● **PASSAGE PROVIDED**:

───

Running Claude Code on DeepSeek V4: Same Tool, 7-89x Cheaper

DeepSeek V4 dropped on April 24, 2026 — a 1.6 trillion parameter MoE model trained entirely on Huawei Ascend chips, released under MIT license. Within days, it became the top trending topic in the AI engineering community. Not because of benchmarks (though those are competitive), but because of what it means for cost.

Claude Code is the best agentic coding tool I have used. It reads my codebase, edits files, runs commands, manages git, and operates autonomously within guardrails I define. But it runs on Claude Opus at $25 per million output tokens. For a heavy day of development, that adds up fast.

DeepSeek V4-Pro offers comparable capability at $3.48/M output tokens. V4-Flash drops to $0.28/M. And DeepSeek provides an Anthropic-compatible API endpoint — meaning Claude Code can talk to DeepSeek without knowing the difference.

I built claude-ds to make this seamless. This post documents how it works, what I learned reverse-engineering Claude Code’s internals, and where DeepSeek V4 falls short.

───

● **ACTIONS TO TAKE**:
• 1. Write out the part of the post on running Claude Code with DeepSeek V4 that starts at "Running Claude Code" and ends at "knowing the difference.".
• 2. The post on running Claude Code with DeepSeek V4 says what Claude Code does in the author's own work. List each of those actions.
• 3. Extend the post on running Claude Code with DeepSeek V4, beginning right after its final sentence.

───

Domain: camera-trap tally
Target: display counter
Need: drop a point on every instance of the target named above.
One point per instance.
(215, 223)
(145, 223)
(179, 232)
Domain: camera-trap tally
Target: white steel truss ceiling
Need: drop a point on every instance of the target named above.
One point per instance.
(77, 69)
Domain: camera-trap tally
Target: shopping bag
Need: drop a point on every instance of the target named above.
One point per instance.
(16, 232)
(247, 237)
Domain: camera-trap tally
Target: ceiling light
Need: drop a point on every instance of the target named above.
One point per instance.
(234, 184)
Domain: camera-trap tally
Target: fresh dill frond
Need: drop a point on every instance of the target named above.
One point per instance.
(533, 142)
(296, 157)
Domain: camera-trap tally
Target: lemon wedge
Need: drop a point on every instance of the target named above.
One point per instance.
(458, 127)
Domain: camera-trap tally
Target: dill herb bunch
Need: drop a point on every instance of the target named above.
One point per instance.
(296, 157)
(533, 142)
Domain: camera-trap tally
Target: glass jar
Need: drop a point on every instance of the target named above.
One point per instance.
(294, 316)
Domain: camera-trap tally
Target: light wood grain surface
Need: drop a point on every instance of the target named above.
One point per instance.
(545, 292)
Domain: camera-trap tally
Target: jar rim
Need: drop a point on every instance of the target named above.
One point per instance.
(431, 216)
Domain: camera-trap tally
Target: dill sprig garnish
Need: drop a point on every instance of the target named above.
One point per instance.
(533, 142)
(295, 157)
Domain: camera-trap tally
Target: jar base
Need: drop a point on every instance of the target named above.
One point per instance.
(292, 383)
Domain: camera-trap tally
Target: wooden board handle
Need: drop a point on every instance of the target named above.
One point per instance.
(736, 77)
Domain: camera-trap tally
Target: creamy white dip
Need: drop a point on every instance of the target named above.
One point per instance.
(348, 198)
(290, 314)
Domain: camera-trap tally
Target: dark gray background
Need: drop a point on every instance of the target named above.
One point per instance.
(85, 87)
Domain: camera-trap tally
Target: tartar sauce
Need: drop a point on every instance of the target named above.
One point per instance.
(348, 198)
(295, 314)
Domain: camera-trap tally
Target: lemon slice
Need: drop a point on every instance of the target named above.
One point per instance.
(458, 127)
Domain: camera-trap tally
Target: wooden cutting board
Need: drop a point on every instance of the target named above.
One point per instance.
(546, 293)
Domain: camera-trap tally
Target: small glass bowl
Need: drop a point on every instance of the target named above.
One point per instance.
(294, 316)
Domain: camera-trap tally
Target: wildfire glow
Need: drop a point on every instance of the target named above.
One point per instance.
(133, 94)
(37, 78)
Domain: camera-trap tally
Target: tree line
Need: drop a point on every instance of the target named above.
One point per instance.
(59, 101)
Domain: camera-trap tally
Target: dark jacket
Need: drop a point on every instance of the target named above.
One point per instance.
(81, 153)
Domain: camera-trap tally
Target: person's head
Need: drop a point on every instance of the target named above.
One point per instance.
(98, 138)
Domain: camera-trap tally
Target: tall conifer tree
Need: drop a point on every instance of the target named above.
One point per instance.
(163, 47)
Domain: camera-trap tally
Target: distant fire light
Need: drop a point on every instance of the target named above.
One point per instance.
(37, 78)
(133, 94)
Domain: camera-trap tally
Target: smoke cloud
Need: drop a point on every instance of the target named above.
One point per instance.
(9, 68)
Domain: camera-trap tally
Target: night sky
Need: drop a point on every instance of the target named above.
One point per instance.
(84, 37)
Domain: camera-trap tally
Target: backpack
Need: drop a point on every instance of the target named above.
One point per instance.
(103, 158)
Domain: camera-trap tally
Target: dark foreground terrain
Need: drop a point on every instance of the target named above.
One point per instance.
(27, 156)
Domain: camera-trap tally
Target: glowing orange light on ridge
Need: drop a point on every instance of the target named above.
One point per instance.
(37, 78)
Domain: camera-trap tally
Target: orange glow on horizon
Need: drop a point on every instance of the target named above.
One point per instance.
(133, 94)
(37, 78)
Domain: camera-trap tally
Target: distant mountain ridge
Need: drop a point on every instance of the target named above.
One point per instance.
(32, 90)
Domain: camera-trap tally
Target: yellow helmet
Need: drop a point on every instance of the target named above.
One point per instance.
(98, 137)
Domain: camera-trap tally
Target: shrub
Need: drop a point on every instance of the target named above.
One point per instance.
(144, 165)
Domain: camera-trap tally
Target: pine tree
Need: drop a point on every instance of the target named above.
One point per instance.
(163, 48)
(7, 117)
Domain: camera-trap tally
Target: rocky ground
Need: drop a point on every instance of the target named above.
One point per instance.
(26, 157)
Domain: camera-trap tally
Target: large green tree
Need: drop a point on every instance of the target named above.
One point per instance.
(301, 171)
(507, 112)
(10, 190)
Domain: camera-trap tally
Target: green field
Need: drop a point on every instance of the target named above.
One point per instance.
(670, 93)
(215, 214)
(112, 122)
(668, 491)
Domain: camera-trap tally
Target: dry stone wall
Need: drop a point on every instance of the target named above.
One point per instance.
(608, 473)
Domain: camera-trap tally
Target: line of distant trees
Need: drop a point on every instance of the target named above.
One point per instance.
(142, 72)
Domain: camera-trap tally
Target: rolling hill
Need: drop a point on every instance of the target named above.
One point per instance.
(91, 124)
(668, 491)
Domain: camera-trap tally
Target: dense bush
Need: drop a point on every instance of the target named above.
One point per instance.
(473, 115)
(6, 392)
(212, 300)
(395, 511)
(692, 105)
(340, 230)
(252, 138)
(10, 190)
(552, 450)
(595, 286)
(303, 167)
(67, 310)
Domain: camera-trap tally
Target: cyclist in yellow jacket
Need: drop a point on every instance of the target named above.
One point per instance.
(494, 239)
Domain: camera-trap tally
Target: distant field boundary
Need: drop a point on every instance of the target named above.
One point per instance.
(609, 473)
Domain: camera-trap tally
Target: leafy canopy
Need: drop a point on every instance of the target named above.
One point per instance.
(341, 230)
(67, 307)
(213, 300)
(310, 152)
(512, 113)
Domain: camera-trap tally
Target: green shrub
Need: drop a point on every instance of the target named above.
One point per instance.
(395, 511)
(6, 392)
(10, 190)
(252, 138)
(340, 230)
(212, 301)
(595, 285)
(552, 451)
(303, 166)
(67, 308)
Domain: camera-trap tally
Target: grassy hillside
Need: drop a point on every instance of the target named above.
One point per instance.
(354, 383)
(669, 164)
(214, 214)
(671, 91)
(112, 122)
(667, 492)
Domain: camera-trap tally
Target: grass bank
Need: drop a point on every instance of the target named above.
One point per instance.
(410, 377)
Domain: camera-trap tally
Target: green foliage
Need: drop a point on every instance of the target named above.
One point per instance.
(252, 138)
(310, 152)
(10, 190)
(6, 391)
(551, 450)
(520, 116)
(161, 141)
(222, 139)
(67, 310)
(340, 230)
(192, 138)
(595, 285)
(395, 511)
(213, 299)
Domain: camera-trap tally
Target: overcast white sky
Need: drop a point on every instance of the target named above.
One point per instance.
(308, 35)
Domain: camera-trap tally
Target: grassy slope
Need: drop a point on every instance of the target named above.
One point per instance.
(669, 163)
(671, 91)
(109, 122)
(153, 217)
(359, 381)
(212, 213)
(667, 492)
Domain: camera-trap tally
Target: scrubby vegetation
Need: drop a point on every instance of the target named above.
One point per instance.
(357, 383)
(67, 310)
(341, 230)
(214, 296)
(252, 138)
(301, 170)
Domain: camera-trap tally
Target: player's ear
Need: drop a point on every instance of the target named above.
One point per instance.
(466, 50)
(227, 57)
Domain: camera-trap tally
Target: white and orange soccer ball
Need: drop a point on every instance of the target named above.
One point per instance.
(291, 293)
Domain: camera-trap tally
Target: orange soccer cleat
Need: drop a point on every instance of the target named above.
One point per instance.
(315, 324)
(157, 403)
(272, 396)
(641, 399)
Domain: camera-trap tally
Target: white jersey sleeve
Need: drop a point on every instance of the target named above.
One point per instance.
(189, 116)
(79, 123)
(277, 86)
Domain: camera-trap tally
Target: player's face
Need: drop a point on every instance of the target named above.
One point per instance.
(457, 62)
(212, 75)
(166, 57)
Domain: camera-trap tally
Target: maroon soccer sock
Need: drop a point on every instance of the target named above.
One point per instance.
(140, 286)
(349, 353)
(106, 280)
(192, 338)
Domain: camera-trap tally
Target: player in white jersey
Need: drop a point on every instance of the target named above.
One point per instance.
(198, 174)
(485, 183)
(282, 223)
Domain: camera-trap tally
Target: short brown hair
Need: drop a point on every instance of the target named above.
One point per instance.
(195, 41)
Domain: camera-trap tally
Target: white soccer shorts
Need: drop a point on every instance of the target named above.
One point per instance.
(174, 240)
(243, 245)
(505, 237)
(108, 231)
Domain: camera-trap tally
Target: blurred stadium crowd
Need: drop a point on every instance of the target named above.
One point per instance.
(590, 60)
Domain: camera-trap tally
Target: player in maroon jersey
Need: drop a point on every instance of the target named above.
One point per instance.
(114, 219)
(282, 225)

───

● **ANSWERS FOR THE EXERCISE**:
• 1.
Running Claude Code on DeepSeek V4: Same Tool, 7-89x Cheaper

DeepSeek V4 dropped on April 24, 2026 — a 1.6 trillion parameter MoE model trained entirely on Huawei Ascend chips, released under MIT license. Within days, it became the top trending topic in the AI engineering community. Not because of benchmarks (though those are competitive), but because of what it means for cost.

Claude Code is the best agentic coding tool I have used. It reads my codebase, edits files, runs commands, manages git, and operates autonomously within guardrails I define. But it runs on Claude Opus at $25 per million output tokens. For a heavy day of development, that adds up fast.

DeepSeek V4-Pro offers comparable capability at $3.48/M output tokens. V4-Flash drops to $0.28/M. And DeepSeek provides an Anthropic-compatible API endpoint — meaning Claude Code can talk to DeepSeek without knowing the difference.

• 2.
- Reads the codebase
- Edits files
- Runs commands
- Manages git
- Operates autonomously within guardrails the author defines

• 3.
The Architecture

claude-ds architecture

Claude Code is fundamentally an agent runtime that sends API requests to an Anthropic-compatible endpoint. The key insight: if you redirect those requests to DeepSeek’s Anthropic endpoint, most things work — the tools, the hooks, the MCP servers, the slash commands. Claude Code doesn’t verify which model is responding. (There are edge cases, but the core workflow is intact.)

claude-ds is a thin shell function that launches claude with environment variables pointing to DeepSeek. Here is a simplified version showing the key variables (the actual implementation sets additional tier-mapping variables):

claude-ds() {
  ANTHROPIC_BASE_URL="https://api.deepseek.com/anthropic" \
  ANTHROPIC_AUTH_TOKEN="$DEEPSEEK_API_KEY" \
  ANTHROPIC_MODEL="deepseek-v4-pro[1m]" \
  ANTHROPIC_SMALL_FAST_MODEL="deepseek-v4-flash" \
  CLAUDE_CODE_DISABLE_LEGACY_MODEL_REMAP=1 \
  claude "$@"
}

Two modes:

claude-ds (Pro mode): V4-Pro for the main conversation (1M context), V4-Flash for internal tasks like subagents and lightweight operations.
claude-ds-flash (Flash mode): V4-Flash for everything. Maximum cost savings.

Reverse-Engineering Claude Code’s Model Variables

The Anthropic docs mention ANTHROPIC_BASE_URL and ANTHROPIC_MODEL, but Claude Code internally uses several more model-tier variables that are not documented. I found these by examining the Claude Code binary:

Variable	Purpose	What Happens If Unset
`ANTHROPIC_MODEL`	Primary conversation model	Uses `claude-opus-*` (API error)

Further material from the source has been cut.